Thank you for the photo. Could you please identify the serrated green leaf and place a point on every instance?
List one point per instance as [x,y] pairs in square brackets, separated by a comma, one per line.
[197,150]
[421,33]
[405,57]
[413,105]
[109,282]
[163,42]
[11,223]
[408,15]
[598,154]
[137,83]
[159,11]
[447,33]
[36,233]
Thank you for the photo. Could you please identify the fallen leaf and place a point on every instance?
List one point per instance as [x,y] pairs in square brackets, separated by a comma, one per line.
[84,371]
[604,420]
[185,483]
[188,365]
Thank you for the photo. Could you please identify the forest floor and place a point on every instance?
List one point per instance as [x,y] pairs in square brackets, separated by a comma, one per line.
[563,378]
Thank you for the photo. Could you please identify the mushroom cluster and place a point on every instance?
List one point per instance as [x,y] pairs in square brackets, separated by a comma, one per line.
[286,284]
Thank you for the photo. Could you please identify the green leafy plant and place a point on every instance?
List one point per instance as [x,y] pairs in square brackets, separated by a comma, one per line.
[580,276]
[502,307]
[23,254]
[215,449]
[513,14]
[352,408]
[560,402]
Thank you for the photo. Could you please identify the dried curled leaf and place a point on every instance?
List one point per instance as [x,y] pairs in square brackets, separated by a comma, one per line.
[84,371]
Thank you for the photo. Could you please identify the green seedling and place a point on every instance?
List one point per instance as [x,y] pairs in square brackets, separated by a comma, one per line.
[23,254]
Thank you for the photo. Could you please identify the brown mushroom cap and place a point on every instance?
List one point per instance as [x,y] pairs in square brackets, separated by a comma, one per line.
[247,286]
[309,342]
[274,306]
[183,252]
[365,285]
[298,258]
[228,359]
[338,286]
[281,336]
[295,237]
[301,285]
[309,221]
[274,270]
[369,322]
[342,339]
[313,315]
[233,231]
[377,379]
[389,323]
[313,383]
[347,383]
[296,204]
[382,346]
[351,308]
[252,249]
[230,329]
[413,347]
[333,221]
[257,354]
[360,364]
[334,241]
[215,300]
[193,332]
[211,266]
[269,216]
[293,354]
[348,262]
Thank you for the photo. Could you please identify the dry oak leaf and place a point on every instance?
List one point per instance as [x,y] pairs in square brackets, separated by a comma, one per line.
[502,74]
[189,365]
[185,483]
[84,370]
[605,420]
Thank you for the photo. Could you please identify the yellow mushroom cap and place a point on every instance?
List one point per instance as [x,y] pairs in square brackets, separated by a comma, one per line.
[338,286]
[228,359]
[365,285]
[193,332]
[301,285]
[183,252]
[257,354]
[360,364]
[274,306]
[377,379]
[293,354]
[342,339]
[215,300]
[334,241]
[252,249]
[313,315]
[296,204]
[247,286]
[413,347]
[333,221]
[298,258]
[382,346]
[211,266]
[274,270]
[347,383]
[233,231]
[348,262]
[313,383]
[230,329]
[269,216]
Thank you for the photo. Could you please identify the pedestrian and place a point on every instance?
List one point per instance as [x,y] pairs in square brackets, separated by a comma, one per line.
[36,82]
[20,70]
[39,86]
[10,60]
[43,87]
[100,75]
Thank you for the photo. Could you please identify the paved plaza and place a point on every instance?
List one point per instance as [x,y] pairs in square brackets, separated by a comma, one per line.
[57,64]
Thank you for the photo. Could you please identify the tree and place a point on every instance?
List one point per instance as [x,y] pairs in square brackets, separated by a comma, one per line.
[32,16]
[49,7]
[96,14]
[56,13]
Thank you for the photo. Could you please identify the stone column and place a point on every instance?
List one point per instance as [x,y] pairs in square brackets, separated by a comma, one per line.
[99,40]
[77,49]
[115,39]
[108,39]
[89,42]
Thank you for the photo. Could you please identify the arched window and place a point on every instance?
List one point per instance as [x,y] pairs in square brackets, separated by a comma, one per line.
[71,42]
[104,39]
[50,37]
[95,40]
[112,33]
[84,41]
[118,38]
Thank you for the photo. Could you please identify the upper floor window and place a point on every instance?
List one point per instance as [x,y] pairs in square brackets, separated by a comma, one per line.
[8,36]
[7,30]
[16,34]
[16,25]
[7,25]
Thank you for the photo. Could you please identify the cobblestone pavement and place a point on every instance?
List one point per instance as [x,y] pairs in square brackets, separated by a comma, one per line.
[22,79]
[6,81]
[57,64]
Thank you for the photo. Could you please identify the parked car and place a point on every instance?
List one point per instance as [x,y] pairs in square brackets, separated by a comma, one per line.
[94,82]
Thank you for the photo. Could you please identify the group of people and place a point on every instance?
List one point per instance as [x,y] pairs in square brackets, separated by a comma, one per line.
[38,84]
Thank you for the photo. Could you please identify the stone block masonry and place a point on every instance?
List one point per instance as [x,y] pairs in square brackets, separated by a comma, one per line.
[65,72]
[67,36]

__________

Reproduce the records in full, exactly as written.

Thank you for the photo. Could you please identify the serrated green leaf and place a point on every instance?
List one point per instance as [x,y] pairs in square brackets, separated by a comma, one per line.
[197,150]
[421,33]
[405,57]
[413,105]
[109,282]
[163,42]
[11,223]
[408,15]
[598,154]
[137,83]
[159,11]
[447,33]
[36,233]
Thank you for the photo. Could you please identify the fallen leaf and place a point on every instance?
List one point per instance as [x,y] pairs in square brackets, separated by a comma, one per line.
[84,371]
[604,420]
[185,483]
[188,365]
Thank you for the photo. Could you please identify the forest floor and place a point on every instance?
List one point per instance as [x,y] pairs in square brackets, separated by a comma, one per line.
[563,378]
Thank you for the photo. Could you please identify the mushroom cluster and place a point on every instance?
List one point per instance as [x,y] pairs in square brackets, separated by a comma, one per line.
[286,284]
Thank you for the photo. Could you please identify the green leafy plant and place a point on every instance?
List one point per instance as [x,y] pairs in square brackets, separated by a comma, one per line.
[580,276]
[502,307]
[23,254]
[215,449]
[513,14]
[352,408]
[560,402]
Thank you for the photo. Could you please identify the dried curled leaf and place a point on every instance?
List one point per instance as [x,y] pairs in square brackets, separated by a comma, one per line.
[84,371]
Thank you for the photo. Could you please identify the green seedling and place a point on every instance?
List one point per instance as [x,y] pairs in square brackets, separated by a comma, one per line.
[23,254]
Thank you for the photo. Could you please identify the brown mushroom cap and place a point on every instance?
List one point per instance as [x,y] pairs in square brackets, separated by a comma, one per line.
[247,286]
[309,342]
[274,306]
[183,252]
[365,285]
[298,258]
[228,359]
[338,286]
[281,336]
[295,237]
[301,285]
[309,221]
[274,270]
[369,322]
[342,339]
[313,315]
[233,231]
[377,379]
[389,323]
[313,383]
[347,383]
[296,204]
[382,346]
[351,308]
[252,249]
[230,329]
[413,347]
[333,221]
[257,354]
[360,364]
[334,241]
[215,300]
[193,332]
[211,266]
[269,216]
[293,354]
[348,262]
Thank you for the photo. Could you please identify the dry oak leaf and place a point on every instance?
List one point per instance as [x,y] pairs in square brackets, separated by a comma, one per line.
[502,74]
[189,365]
[185,483]
[84,370]
[605,420]
Thank you for the photo. Could you please identify the yellow mushroom cap and place a point on every instance?
List one point per instance as [x,y] pairs in square brackets, separated by a comma, one per line.
[338,286]
[228,359]
[365,285]
[193,332]
[301,285]
[183,252]
[257,354]
[360,364]
[274,306]
[377,379]
[293,354]
[342,339]
[215,300]
[334,241]
[252,249]
[313,315]
[296,204]
[247,286]
[413,347]
[333,221]
[298,258]
[382,346]
[211,266]
[274,270]
[347,383]
[233,231]
[348,262]
[313,383]
[230,329]
[269,216]
Thank you for the photo. Could you please identify the pedestrian and place a point on every instance?
List one point per instance as [x,y] pairs in square brackets, separated by a comma, one per line.
[36,82]
[20,70]
[39,86]
[10,60]
[43,87]
[100,75]
Thank you for the photo. Could you please identify the paved plaza and place a point on every instance?
List one point per instance as [x,y] pairs in square brackets, separated by a comma, one per line.
[57,64]
Thank you for the photo. Could you please identify the tree and place a point on every instance?
List one point per instance as [x,y] pairs in square brackets, separated by a comma, one per line.
[32,16]
[49,7]
[96,14]
[56,13]
Thank you for the photo. Could you please identify the stone column and place a point on every instance?
List one point per instance as [x,y] pairs in square brackets, separated by a comma, one per line.
[99,40]
[77,49]
[115,39]
[108,39]
[89,42]
Thank you for the photo. Could you please identify the arched window and place a point on every instance?
List one point per instance as [x,y] pairs in square brackets, separated by a comma, one per line.
[71,42]
[104,39]
[50,37]
[95,40]
[112,33]
[84,41]
[118,38]
Thank you for the photo. Could you please identify the upper floor window and place a point on every instance?
List one point per instance as [x,y] pairs in square brackets, separated by a comma, one per line.
[8,36]
[7,30]
[16,34]
[16,25]
[7,25]
Thank you for the photo. Could you please identify the cobblestone pavement and place a point on every instance?
List one point per instance as [x,y] pairs in square brackets, separated by a comma, one per line.
[22,79]
[6,81]
[57,64]
Thank you for the photo. Could you please identify the parked car and place a point on every instance?
List one point per instance as [x,y] pairs in square brackets, separated by a comma, one per line.
[94,82]
Thank you for the photo. Could you please identify the group of people and place a point on every instance?
List one point per instance as [x,y] pairs in square brackets, separated by a comma, one per line.
[38,84]
Thank you for the photo. Could you please identify the stone block masonry and place a point on every instance?
List one point per instance as [x,y] pairs in square brackets, separated by a comma, one per line.
[65,72]
[67,36]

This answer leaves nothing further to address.